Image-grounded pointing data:

== Segment start ==

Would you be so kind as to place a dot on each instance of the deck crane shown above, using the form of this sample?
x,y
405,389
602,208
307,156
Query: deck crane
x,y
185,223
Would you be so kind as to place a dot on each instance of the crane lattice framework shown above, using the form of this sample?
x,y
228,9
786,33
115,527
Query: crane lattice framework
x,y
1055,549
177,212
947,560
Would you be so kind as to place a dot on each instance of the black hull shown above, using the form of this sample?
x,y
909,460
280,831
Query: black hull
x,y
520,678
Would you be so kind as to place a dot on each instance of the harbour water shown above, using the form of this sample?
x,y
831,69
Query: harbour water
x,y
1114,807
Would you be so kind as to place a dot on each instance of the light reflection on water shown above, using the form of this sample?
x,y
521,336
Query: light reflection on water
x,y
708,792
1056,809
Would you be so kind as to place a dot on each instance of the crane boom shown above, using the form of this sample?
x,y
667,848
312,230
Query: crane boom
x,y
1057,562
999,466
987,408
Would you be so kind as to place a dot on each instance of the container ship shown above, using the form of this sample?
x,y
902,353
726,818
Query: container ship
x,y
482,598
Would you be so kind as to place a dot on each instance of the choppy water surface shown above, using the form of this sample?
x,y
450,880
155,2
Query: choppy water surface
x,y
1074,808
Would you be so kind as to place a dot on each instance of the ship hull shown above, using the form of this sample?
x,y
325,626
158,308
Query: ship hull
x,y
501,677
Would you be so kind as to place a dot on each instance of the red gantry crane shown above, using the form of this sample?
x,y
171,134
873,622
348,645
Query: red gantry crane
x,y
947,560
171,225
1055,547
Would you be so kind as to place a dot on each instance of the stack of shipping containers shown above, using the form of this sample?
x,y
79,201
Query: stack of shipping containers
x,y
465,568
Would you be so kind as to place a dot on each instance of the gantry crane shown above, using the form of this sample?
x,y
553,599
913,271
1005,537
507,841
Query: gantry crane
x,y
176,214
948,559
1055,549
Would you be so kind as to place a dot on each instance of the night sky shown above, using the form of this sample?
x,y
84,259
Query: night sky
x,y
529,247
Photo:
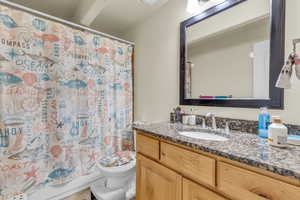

== Segment end ==

Would you mind repeating the records above exactly, without the pictures?

Would you be so kind as to place a dot on each instance of the deck crane shown above, using the form of this sample?
x,y
405,389
602,208
307,156
Query: deck crane
x,y
185,223
Would you be so kind as to place a dot on each instance of the crane lattice framework shown above, using the form of this sample?
x,y
228,9
786,33
115,527
Query: crane lattice framework
x,y
1055,549
177,212
947,560
Would you be so kind as to place a dot on each instance of the black hull shown above, using the form of this sample?
x,y
909,460
280,831
Query: black hull
x,y
520,678
Would you be so kind as to place a dot on each instance of the harbour water shown above, using the form of this sample?
x,y
831,69
Query: harbour water
x,y
1114,807
Would you be so kind as to place a dot on each instance of the light reflection on water shown above, using the form of this sample?
x,y
521,336
Query: light reflection on water
x,y
708,792
1056,809
Would you be so kind as to place a dot on each instance of the crane boom shown above, using the form of this sample?
x,y
667,848
312,230
Query: crane boom
x,y
1057,562
999,466
987,408
Would you be so kind as to place a dot on each instance of the container ship shown above, using the form of this sample?
x,y
902,353
726,818
Query: container ship
x,y
482,598
Would you be so kind as to place a dot on each instance of the choppy water surface shown above, using the form of this sample?
x,y
450,880
155,2
Query: choppy water surface
x,y
1074,808
Would you be so kind as to place a dot on each instance of the ship hull shown above, using the form of this sample?
x,y
325,626
158,308
Query: ship hull
x,y
501,677
Would you be so kind as to place a dot on each instance of the red gantry crane shown above, using the form of this sample?
x,y
171,134
873,622
348,645
Query: red gantry crane
x,y
947,560
171,225
1055,547
Would you be so kind as to place a dot on each instance of the stack of shipping containers shown above, using the form of this sample?
x,y
79,201
Query: stack of shipping containers
x,y
465,568
Would you be so kind as to place a dot on each instance of the gantry crane shown above, using the form of this sample?
x,y
553,599
913,271
1005,537
507,841
Query: gantry crane
x,y
176,214
948,559
1055,549
Would you be so kind as to place a dot on each instance of the night sky shown above, using the form of this sample?
x,y
84,259
Query: night sky
x,y
529,247
Photo:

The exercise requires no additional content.